>> START Dataset

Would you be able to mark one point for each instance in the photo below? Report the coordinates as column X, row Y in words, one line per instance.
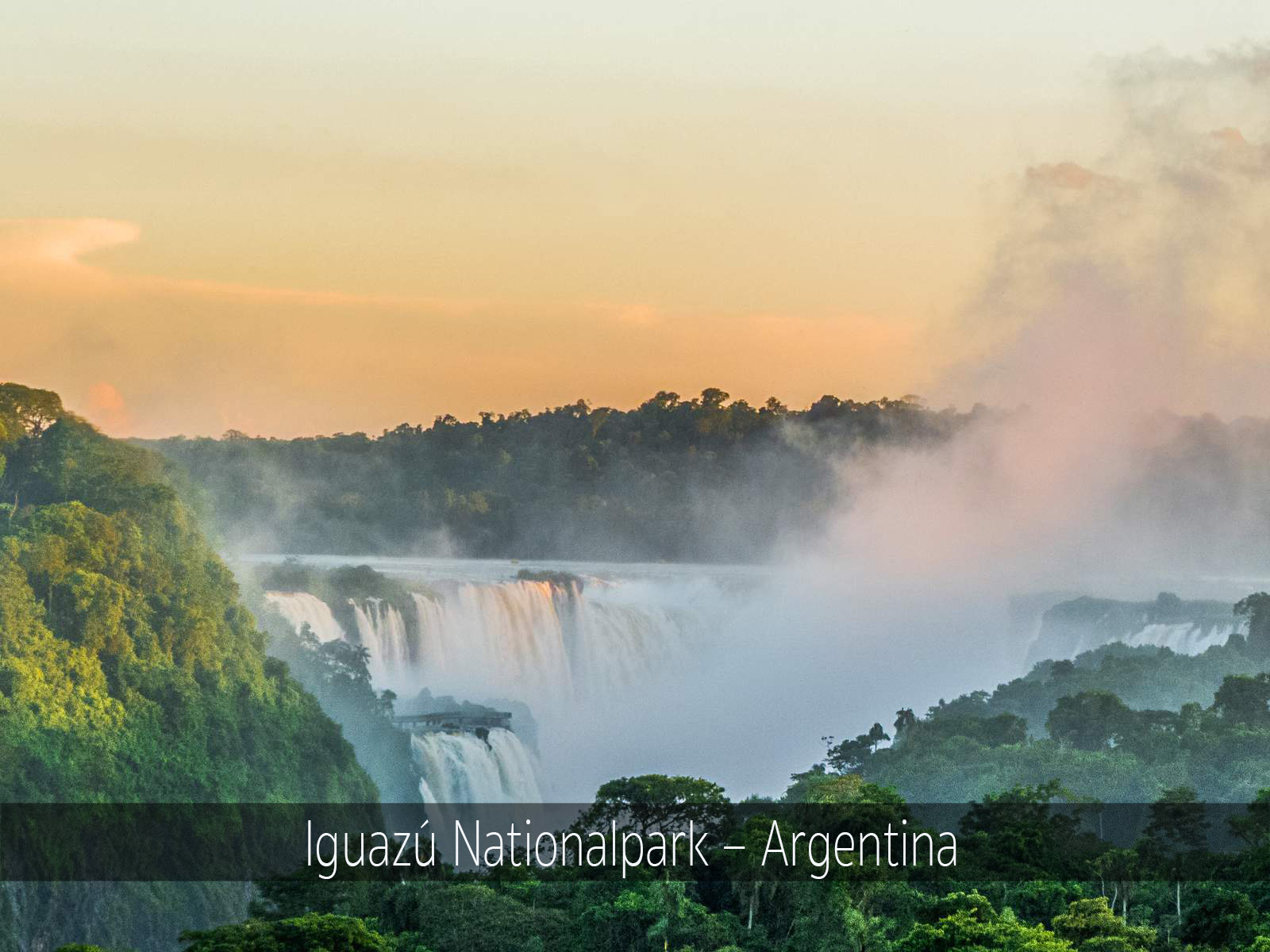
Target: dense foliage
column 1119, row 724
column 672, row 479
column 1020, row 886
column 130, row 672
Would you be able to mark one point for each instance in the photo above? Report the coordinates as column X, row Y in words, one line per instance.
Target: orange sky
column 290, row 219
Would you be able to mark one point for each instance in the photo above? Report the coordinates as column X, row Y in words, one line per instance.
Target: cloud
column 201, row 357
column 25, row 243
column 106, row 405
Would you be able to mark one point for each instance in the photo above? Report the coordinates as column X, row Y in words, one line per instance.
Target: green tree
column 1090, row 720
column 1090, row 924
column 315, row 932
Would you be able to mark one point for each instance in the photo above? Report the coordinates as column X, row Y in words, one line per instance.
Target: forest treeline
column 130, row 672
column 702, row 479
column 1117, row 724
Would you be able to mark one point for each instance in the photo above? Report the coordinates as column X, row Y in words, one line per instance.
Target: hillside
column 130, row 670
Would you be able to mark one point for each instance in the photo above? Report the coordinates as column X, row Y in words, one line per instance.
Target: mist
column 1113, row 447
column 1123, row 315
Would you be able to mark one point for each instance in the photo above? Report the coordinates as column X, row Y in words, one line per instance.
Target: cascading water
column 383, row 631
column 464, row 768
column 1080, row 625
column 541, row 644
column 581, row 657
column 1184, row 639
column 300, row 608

>> END Dataset

Render the data from its beginning through the line containing "column 106, row 405", inclusive, as a two-column CSV with the headers instruction and response. Each row should hold one text and the answer that follows it, each in a single quoted field with line breaks replaced by spaces, and the pictures should be omitted.

_Solved problem_:
instruction,response
"Would you be able to mark one point for each instance in the photo below? Report the coordinates as column X, row Y in words, one line per instance. Target: dense foliage","column 1119, row 724 column 672, row 479 column 1020, row 886 column 130, row 672"
"Would you be able to mark one point for each instance in the photo above? Report the coordinates as column X, row Y in words, one line per instance. Target: orange sky","column 290, row 219"
"Would you be able to mark one point for each instance in the photo above? Report the coordinates as column X, row Y in words, one line per instance. Target: cloud","column 201, row 357 column 25, row 243 column 106, row 405"